[Required work] Within the records below, filter for lines carrying the word "industrial" and copy them.

[Records]
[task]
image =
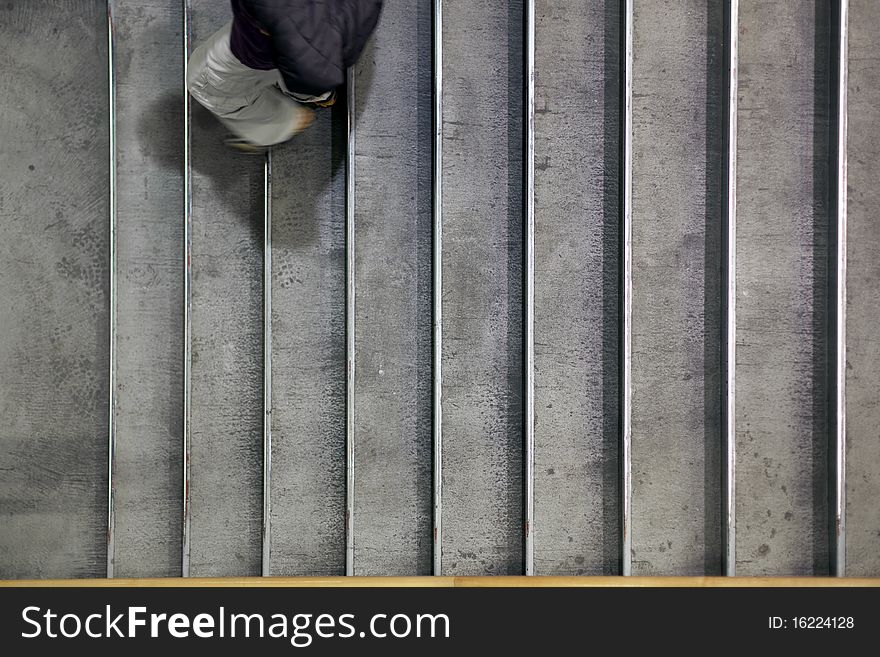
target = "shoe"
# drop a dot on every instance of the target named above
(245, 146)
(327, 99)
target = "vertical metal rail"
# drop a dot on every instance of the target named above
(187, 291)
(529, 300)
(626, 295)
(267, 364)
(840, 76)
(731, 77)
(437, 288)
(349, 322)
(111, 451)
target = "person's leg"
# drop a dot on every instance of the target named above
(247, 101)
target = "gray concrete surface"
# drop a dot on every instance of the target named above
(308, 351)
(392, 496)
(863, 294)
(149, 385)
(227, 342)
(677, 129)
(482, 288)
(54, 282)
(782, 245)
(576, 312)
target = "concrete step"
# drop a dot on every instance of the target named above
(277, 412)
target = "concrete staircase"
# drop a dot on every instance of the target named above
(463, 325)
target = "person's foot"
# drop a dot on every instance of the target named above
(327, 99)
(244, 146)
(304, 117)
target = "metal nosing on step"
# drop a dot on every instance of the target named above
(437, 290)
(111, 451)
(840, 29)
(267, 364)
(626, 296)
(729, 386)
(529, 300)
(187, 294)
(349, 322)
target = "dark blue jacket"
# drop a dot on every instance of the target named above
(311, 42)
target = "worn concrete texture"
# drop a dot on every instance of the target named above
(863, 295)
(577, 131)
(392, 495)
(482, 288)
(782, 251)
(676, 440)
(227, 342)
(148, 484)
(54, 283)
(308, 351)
--
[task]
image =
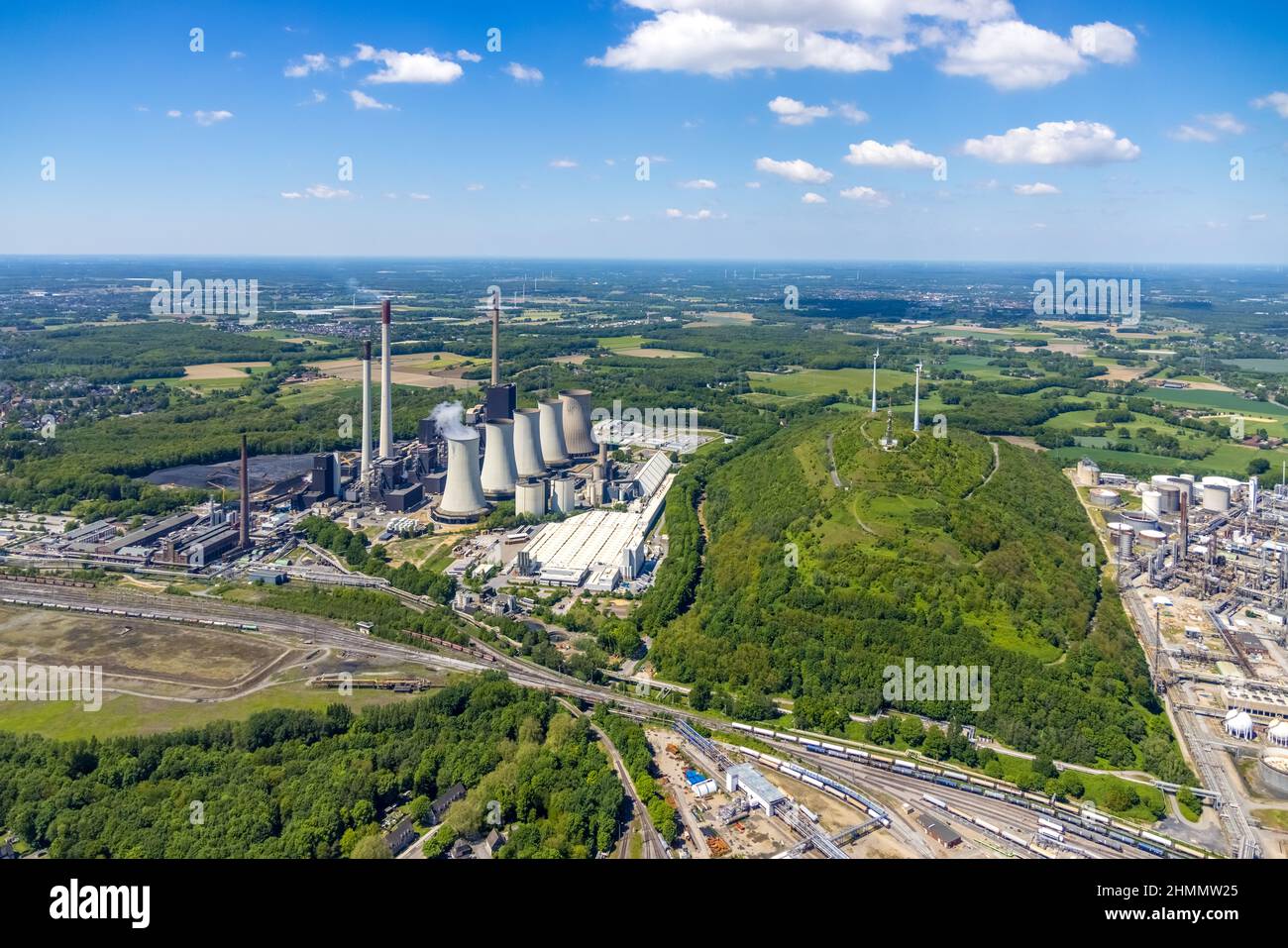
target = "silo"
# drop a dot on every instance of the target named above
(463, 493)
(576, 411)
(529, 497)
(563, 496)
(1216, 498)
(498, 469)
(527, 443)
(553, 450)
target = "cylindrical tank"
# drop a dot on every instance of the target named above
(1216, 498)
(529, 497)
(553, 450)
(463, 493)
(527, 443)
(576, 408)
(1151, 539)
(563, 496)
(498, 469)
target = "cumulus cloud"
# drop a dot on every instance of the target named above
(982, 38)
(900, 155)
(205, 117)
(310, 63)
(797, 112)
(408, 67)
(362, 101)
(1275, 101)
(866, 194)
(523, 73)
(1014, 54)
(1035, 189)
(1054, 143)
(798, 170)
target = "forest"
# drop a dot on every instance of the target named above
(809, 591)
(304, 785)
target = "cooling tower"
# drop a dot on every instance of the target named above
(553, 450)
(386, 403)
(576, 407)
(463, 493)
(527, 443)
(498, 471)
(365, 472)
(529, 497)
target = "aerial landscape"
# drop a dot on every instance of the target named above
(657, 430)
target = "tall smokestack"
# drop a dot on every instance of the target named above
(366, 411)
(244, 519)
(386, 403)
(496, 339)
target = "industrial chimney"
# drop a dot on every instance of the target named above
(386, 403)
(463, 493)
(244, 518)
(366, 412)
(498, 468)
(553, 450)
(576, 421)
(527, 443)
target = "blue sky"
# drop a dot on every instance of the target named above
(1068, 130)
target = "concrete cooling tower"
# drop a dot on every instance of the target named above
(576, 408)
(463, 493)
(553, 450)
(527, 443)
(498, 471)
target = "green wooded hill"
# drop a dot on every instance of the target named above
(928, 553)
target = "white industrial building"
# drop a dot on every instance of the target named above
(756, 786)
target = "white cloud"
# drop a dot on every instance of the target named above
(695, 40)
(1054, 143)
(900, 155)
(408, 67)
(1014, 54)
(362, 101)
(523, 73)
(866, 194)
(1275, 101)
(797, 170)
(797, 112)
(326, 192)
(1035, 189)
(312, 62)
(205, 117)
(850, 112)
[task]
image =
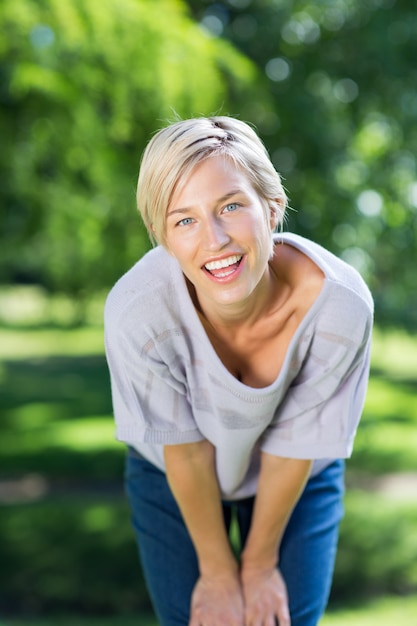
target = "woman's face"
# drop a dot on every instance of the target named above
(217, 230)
--
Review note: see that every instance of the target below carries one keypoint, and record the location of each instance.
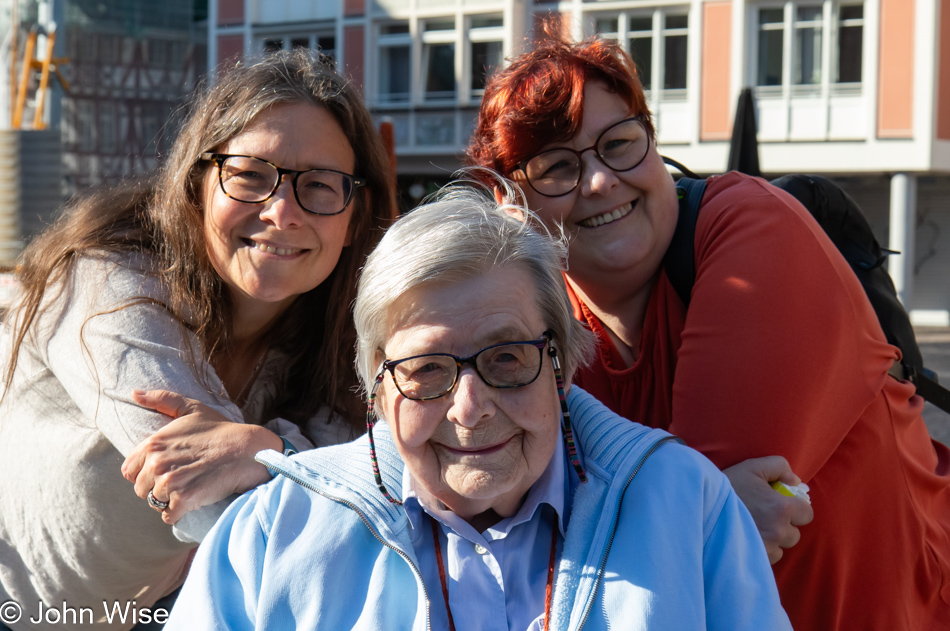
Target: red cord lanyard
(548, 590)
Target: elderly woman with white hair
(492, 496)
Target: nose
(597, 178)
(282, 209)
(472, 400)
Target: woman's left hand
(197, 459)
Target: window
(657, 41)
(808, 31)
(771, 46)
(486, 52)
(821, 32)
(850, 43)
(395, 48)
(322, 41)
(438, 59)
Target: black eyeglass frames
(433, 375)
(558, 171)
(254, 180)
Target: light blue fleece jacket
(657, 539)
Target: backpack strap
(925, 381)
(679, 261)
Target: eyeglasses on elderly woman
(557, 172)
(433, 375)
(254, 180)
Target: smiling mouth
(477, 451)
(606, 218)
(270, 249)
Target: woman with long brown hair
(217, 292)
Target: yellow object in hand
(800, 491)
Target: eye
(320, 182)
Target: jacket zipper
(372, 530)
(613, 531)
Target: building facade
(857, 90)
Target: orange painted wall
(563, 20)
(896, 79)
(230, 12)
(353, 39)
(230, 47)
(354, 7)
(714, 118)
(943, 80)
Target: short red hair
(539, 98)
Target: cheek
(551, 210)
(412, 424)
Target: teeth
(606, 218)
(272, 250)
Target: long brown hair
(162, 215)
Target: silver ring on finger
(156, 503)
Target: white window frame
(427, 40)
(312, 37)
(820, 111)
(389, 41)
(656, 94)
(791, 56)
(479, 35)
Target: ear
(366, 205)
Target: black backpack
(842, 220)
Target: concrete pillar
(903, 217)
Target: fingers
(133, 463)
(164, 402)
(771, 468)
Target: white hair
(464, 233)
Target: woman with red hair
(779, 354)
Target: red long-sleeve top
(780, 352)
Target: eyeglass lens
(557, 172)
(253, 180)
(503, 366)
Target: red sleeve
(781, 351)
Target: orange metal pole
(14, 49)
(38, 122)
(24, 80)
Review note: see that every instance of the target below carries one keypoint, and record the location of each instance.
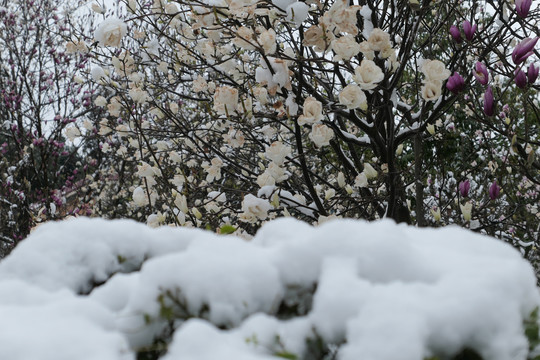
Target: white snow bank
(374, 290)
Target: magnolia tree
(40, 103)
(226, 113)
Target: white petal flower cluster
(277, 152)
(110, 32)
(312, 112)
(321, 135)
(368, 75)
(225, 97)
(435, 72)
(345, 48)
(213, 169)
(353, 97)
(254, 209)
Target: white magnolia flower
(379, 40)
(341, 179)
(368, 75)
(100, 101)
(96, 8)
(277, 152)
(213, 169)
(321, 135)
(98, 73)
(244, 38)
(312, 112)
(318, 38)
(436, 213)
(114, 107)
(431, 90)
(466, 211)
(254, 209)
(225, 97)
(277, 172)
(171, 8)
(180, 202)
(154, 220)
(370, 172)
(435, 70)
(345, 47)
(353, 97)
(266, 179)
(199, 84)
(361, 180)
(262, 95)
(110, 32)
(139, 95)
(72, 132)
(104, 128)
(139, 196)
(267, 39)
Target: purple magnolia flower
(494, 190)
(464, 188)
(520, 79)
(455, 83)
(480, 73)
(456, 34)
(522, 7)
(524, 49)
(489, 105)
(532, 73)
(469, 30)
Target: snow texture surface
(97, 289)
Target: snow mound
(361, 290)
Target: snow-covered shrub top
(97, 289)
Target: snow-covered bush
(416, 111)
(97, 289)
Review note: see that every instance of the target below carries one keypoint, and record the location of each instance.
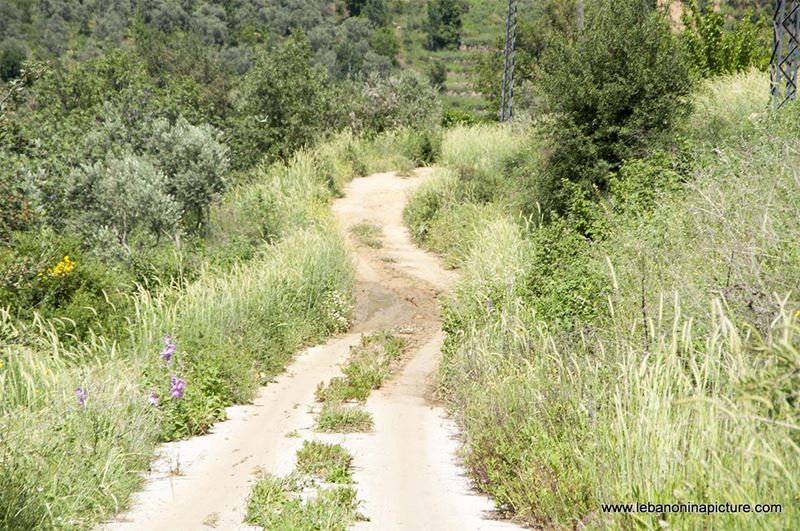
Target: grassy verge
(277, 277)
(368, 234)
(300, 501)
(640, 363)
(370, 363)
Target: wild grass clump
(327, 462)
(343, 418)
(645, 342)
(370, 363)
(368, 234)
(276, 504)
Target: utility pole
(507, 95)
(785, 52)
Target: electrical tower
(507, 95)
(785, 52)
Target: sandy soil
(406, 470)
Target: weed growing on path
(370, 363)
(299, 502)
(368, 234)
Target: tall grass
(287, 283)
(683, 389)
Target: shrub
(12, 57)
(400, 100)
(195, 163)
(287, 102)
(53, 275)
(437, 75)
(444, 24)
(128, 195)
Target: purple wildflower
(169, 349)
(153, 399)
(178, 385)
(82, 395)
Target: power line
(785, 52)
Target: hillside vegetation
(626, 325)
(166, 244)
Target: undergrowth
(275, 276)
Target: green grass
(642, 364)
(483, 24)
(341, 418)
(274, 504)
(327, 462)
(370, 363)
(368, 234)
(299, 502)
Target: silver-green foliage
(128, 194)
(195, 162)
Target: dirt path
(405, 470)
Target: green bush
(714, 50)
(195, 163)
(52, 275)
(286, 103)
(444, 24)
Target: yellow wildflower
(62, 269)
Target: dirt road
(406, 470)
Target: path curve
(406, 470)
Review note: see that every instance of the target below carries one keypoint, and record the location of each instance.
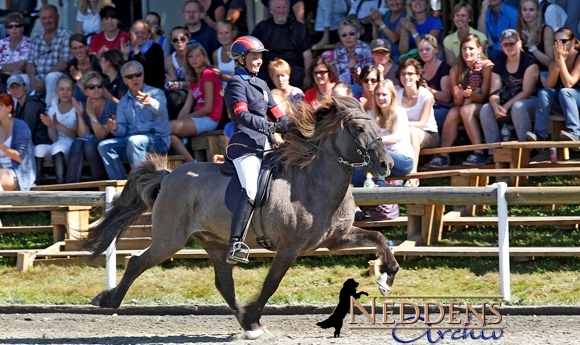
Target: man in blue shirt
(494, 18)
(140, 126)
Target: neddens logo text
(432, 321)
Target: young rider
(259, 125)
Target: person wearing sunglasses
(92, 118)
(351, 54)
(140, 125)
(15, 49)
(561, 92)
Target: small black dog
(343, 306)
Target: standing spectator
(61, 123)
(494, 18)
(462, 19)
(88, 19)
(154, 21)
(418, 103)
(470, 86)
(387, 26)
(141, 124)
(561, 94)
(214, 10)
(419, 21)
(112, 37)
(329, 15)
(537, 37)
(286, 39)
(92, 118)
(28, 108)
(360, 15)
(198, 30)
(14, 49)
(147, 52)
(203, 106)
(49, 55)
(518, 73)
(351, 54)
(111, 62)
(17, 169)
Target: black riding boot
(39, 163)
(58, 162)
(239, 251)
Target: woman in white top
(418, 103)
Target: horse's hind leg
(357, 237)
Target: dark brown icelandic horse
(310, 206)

[Answer to this problem]
target = "industrial chimney"
target = "white industrial building"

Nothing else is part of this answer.